» Stated goal A: From the HDTV repair thread below, reproduce word for word the passage from "Thanks its a" to "the Toshiba area.".
» Stated goal B: Translate this sentence from the HDTV repair thread into Spanish: "For most people I would suggest replacing the board."

» Selection:
# HDTV repair help



## mattamal (Jan 14, 2010)

The board with the on off button is broken at the corner so when you press it the whole board moves with it. What is the proper way to fix this?


----------



## lcaillo (May 2, 2006)

Brand, model? For most people I would suggest replacing the board. For a more skilled individual you can bridge the traces with bits of wire soldered across and use epoxy to hold the board together.


----------



## mattamal (Jan 14, 2010)

Thanks its a Toshibi 57HDX82 None of the circuitry was damaged a small small corner I thought super glue or epoxy. The problem being that being that small will it hold? I aslo need help on posting pics. Much appreciated Matt


----------



## lcaillo (May 2, 2006)

Either one is fine. There is a Service and Support Forum with a Toshiba sub forum, BTW. I am leaving this here for now since it is a rather generic question, but it would probably be best to put it in the more general DIY Repair forum. If it develops into a problem more specific to Toshiba, it should be in the Toshiba area.


----------



## mechman (Feb 8, 2007)

mattamal said:


> I aslo need help on posting pics.


You need to have five posts in order to post pictures. It may take up to an hour after your fifth post for the restriction to be lifted. :T


----------

» Listed records:

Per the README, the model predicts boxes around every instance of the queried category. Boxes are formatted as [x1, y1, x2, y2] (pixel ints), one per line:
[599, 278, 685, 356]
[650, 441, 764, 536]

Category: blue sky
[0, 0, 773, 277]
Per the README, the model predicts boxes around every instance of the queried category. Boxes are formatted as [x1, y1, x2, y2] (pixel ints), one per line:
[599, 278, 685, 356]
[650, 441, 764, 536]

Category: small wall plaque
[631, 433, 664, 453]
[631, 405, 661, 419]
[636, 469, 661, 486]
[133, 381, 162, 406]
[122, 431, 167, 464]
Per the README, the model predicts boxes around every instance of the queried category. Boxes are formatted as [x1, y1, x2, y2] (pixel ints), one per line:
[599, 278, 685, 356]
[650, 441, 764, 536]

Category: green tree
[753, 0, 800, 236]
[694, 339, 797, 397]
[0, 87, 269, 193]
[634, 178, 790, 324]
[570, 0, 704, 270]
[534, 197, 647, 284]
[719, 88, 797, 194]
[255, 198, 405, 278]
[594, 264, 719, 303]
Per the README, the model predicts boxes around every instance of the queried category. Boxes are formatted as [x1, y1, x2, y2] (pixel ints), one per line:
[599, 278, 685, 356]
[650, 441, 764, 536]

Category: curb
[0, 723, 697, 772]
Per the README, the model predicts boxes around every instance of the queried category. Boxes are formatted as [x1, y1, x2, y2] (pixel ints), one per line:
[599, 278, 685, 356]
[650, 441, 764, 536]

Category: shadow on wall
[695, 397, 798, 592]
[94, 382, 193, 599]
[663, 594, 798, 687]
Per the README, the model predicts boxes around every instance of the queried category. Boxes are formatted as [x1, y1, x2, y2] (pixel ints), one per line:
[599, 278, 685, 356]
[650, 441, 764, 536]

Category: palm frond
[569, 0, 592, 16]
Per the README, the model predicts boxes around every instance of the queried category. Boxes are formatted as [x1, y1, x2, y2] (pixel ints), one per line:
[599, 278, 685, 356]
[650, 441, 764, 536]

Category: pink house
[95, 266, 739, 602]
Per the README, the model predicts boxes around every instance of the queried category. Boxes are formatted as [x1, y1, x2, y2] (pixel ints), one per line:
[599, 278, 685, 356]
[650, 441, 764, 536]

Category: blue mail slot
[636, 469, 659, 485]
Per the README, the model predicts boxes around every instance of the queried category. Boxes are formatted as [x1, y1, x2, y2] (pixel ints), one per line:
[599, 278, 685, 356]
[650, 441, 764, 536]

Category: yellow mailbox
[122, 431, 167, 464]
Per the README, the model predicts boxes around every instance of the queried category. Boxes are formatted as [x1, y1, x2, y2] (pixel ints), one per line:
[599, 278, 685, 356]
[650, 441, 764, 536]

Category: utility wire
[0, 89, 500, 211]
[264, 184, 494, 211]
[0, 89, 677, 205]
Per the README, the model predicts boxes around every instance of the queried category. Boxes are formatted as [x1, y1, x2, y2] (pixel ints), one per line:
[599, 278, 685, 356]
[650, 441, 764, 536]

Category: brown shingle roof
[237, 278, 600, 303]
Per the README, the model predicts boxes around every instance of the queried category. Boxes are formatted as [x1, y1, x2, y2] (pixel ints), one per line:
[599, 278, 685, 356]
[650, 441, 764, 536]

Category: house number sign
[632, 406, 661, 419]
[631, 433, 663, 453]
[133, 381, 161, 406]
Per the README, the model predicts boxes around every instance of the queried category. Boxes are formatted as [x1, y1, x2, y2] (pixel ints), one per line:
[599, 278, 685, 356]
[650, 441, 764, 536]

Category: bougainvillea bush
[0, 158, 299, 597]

» Written solution A:
Thanks its a Toshibi 57HDX82 None of the circuitry was damaged a small small corner I thought super glue or epoxy. The problem being that being that small will it hold? I aslo need help on posting pics. Much appreciated Matt


----------



## lcaillo (May 2, 2006)

Either one is fine. There is a Service and Support Forum with a Toshiba sub forum, BTW. I am leaving this here for now since it is a rather generic question, but it would probably be best to put it in the more general DIY Repair forum. If it develops into a problem more specific to Toshiba, it should be in the Toshiba area.

» Written solution B: Para la mayoría de las personas, sugeriría reemplazar la placa.